• **TASKS TO COMPLETE**:
(A) Which NumPy functions does the code in the IRLS question call? List each one once.
(B) How would you condense the paragraph of the IRLS question that begins "Implementing this for:" into a short bulleted list that keeps its main facts?

BEGIN DOCUMENT EXCERPT

Iteratively reweighted least squares for LASSO problem

Question

I'm trying to solve the following (here simplified) problem (here 1D, and $x>0$):

$$ \arg \min_{x} \frac{1}{2} \left\| A x - b \right\|_{2}^{2} + \frac{1}{2} \left\| x \right\|_{1}$$

I need to solve the problem with IRLS and both terms need to have the common pre-factor $\frac{1}{2}$ to not need a special handling in the code. In the IRLS spirit the problem can be reformulated to:

$$ \arg \min_{x} \frac{1}{2} \rho_1\left(\left\| A x - b \right\|_{2}^{2}\right) + \frac{1}{2} \rho_2\left(\left\| x \right\|_{2}^2\right), \quad \rho_1(s)=s, \quad \rho_2(s)=\sqrt{s}$$

Taking the derivative we get: $$ 0 = \rho_1' A^T (Ax -b) + \rho_2' x$$

Thus we have a weighted least squares problem that we can iteratively solve:

$$ \arg \min_{x} \frac{1}{2} \left\| A x - b \right\|_{2}^{2} + \frac{1}{2} \left\| x \right\|_{1} = \arg \min_{x} \frac{1}{2} w_1 \left\| A x - b \right\|_{2}^{2} + \frac{1}{2} w_2 \left\| x \right\|_{2}^2$$ with $w_1 =\rho_1' = 1,\quad w_2(\left\| x \right\|_{2}^2) =\rho_2'(\left\| x \right\|_{2}^2) = \frac{1}{2\sqrt{\left\| x \right\|_{2}^2}} = \frac{1}{2\left\| x \right\|_{1}}$

Implementing this for: $\arg \min_{x} \frac{1}{2} \left\|x - 2 \right\|_{2}^{2} + \frac{1}{2} \left\| x \right\|_{1}$ I get the correct solution of $x=\frac{3}{2}$. Nevertheless, I get a different loss when evaluating: $ \frac{1}{2} w_1 \left\| x - 2 \right\|_{2}^{2} + \frac{1}{2} w_2 \left\| x \right\|_{2}^2 = 0.5 \neq 0.875$. Evaluating $ \frac{1}{2} w_1 \left\| x - 2 \right\|_{2}^{2} + w_2 \left\| x \right\|_{2}^2 = 0.875$ gives the correct result which I don't understand. Which point in my derivation is incorrect and how can I fix this?

Below is the implemented algorithm

import numpy as np
1/2 ||Ax-y||^2 + 1/2 ||x||_1
1/2 ||x-2||^2  + 1/2 ||x||_1
A = np.ones([1, 1])
y = np.array([2])
x = np.ones([1]) * 0.5
W1 = lambda x: 1.0
W2 = lambda x: 1 / np.abs(2 * x)
for _ in range(100):
    x = np.linalg.inv(W1(x) * A.T @ A + W2(x) * np.eye(x.size)) @ A.T @ y
print("optimized x: " + str(x))
print("loss: " + str(0.5 * np.sum((A @ x - y) ** 2) + 0.5 * np.abs(x)))

END DOCUMENT EXCERPT
BEGIN DATASET ENTRIES

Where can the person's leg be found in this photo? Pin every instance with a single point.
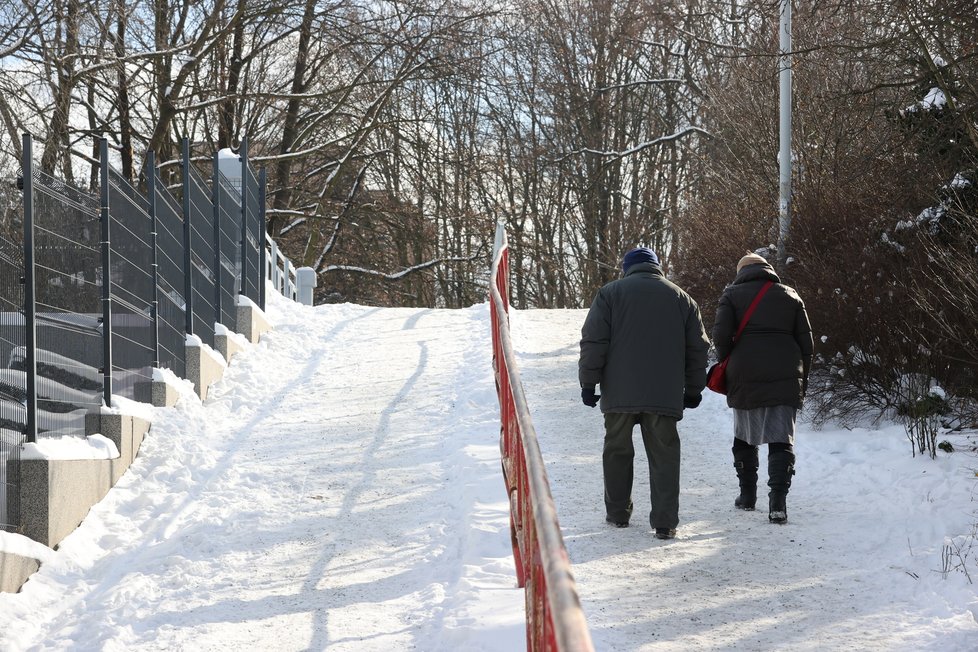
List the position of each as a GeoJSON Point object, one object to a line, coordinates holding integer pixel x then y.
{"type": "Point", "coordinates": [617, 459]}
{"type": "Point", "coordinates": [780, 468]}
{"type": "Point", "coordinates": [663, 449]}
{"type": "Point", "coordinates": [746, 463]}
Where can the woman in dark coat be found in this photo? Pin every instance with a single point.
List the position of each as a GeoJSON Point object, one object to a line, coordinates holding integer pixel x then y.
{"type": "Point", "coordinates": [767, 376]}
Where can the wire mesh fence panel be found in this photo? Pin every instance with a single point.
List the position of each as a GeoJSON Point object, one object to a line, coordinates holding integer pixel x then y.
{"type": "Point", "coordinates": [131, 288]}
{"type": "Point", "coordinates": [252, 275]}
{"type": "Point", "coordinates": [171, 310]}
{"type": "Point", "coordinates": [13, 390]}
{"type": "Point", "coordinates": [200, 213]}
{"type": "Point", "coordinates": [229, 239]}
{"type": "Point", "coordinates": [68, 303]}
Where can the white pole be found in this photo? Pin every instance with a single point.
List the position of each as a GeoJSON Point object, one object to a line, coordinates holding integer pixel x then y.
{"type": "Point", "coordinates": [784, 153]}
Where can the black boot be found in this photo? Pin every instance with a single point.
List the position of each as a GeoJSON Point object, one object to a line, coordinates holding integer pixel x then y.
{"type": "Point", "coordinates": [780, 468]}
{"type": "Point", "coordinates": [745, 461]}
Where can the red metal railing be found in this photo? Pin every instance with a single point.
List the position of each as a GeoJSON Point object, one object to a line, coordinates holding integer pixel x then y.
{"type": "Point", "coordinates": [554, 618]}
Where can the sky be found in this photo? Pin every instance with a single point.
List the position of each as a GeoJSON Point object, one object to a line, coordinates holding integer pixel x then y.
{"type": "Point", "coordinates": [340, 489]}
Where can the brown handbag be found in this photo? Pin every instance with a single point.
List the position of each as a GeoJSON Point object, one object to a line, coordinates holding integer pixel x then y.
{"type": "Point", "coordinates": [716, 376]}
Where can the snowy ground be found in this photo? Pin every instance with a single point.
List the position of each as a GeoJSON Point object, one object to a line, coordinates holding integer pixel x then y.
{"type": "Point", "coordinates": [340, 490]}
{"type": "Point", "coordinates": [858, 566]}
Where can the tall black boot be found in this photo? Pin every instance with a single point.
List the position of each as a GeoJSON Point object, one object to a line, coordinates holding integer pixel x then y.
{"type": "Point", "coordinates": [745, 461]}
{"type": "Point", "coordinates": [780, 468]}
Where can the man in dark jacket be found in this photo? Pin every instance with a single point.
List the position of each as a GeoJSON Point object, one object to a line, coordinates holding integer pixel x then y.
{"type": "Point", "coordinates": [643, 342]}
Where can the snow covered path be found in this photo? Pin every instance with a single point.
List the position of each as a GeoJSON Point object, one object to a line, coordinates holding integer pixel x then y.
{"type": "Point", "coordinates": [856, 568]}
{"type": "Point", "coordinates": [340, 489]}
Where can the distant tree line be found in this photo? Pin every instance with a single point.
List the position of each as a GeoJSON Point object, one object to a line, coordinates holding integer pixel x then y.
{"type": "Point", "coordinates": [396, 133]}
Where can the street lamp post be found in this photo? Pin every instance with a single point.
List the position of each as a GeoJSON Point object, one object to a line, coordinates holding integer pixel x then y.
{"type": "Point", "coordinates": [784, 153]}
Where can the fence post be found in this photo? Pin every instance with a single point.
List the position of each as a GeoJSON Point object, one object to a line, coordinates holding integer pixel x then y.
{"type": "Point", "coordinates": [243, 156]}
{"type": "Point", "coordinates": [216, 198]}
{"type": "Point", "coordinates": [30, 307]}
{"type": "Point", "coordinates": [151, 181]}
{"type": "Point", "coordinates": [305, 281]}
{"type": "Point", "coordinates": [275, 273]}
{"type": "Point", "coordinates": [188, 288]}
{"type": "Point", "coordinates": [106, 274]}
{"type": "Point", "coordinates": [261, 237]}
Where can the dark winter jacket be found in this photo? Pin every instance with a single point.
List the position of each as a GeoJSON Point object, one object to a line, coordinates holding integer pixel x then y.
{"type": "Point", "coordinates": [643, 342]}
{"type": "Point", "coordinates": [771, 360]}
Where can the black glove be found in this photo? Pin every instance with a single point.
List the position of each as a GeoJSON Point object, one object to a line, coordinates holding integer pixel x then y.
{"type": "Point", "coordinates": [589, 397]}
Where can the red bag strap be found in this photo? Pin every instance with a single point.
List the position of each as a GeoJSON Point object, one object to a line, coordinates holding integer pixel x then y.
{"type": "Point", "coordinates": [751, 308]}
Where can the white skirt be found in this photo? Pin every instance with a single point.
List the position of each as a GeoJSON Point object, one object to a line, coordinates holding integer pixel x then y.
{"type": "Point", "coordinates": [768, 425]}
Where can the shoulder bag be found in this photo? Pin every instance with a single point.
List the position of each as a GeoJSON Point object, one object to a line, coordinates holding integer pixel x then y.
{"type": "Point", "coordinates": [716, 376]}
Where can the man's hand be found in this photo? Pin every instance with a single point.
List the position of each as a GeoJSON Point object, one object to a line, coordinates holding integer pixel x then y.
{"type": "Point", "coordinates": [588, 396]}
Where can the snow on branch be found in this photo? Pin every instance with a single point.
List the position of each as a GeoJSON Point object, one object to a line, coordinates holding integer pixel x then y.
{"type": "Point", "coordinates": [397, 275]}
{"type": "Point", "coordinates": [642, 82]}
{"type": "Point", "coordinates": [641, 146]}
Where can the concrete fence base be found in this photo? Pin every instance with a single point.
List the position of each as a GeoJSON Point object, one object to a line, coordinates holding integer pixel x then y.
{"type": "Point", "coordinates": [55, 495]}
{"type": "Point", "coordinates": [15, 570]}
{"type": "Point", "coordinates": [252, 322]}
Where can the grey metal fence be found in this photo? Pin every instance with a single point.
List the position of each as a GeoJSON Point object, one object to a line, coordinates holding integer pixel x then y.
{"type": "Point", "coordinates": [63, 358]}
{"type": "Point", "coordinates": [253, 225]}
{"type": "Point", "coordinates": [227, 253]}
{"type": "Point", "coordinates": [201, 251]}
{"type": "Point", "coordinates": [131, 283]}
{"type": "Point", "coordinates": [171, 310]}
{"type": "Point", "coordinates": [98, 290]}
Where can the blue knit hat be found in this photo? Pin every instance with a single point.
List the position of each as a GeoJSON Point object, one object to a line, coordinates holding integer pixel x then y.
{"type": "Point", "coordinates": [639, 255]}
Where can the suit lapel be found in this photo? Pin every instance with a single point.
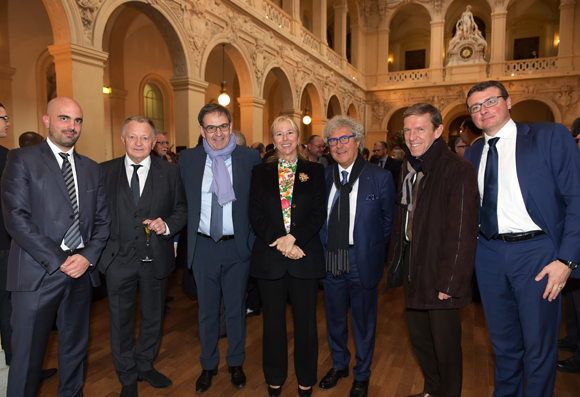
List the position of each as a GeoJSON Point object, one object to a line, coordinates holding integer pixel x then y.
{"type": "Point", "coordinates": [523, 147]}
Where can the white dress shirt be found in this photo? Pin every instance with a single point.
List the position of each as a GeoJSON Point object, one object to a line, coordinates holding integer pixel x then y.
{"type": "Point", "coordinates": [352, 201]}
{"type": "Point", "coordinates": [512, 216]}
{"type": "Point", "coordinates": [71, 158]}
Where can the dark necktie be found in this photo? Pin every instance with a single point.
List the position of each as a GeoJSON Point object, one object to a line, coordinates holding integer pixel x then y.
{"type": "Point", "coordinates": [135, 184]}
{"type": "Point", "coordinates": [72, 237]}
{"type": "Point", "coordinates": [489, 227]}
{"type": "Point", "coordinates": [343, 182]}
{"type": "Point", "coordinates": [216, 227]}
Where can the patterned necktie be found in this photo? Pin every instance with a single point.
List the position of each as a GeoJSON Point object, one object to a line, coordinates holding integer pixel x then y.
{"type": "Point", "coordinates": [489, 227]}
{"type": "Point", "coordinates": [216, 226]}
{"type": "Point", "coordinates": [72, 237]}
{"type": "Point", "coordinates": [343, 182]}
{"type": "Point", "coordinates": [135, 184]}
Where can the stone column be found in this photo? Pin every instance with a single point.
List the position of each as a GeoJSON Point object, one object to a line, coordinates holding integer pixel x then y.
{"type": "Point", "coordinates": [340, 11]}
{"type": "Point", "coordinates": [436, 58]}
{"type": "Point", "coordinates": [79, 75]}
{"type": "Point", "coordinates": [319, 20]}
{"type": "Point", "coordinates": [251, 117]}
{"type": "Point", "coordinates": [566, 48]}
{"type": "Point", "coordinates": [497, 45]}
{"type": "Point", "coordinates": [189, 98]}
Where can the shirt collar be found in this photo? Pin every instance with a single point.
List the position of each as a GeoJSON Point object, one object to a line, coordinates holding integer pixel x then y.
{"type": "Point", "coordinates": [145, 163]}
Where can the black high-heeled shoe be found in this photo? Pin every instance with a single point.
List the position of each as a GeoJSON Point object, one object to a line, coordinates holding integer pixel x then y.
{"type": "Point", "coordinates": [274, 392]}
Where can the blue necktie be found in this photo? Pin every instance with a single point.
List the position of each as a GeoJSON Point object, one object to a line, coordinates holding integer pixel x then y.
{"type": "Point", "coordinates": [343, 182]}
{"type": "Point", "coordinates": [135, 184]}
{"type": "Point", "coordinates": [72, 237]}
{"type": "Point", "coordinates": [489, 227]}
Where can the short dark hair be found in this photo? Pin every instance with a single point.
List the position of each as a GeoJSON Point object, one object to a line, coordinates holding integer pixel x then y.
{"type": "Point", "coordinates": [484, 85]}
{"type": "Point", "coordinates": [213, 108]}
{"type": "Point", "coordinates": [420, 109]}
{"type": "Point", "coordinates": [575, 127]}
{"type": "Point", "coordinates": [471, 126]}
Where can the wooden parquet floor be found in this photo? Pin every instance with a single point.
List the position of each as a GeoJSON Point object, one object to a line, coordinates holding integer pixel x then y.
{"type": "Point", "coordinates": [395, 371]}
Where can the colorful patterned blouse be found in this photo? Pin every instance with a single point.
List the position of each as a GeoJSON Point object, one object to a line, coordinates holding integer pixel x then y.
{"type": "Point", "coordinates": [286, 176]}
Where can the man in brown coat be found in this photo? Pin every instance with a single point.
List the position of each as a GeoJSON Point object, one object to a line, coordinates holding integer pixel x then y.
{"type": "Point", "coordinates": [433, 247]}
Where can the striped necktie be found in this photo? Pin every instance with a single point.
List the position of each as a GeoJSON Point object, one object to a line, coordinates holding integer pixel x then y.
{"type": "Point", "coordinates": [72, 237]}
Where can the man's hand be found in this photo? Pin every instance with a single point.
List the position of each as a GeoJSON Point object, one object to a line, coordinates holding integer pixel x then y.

END DATASET ENTRIES

• **THE ANSWERS**:
(A)
- np.ones
- np.array
- np.abs
- np.linalg.inv
- np.eye
- np.sum

(B)
- The method is applied to argmin over x of ½‖x − 2‖₂² + ½‖x‖₁, and it gives the correct solution x = 3/2.
- Evaluating the weighted loss ½w₁‖x − 2‖₂² + ½w₂‖x‖₂² gives 0.5 instead of 0.875.
- Evaluating ½w₁‖x − 2‖₂² + w₂‖x‖₂², without the ½ on the second term, gives the correct 0.875. The writer does not understand why.
- The writer asks which step of the derivation is incorrect and how to fix it.